#### [Exercise requirements]
Could you write out each of the items below line for line, with no changes?

#### [Data to process]
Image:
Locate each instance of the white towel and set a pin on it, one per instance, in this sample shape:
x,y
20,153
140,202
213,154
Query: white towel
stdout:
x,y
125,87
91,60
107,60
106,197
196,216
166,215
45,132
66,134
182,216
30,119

#### [Full response]
Image:
Locate each instance of the white towel and set a pin on it, one per instance, in this sample shape:
x,y
20,153
140,202
213,154
Query: white towel
stdout:
x,y
125,87
91,60
107,60
106,197
196,216
166,215
45,132
66,134
182,216
30,119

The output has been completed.